━━ Records provided
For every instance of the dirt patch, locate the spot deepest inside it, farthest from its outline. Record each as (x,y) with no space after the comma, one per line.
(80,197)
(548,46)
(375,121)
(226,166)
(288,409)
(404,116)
━━━━
• Assignment
Print every line of the records above without a single difference.

• Response for this exercise
For every instance of the dirt patch, locate the spot deepest inside it, farthest from its outline. Record each as (x,y) with no space after the comma, one per line.
(80,197)
(548,46)
(375,121)
(226,166)
(288,409)
(404,116)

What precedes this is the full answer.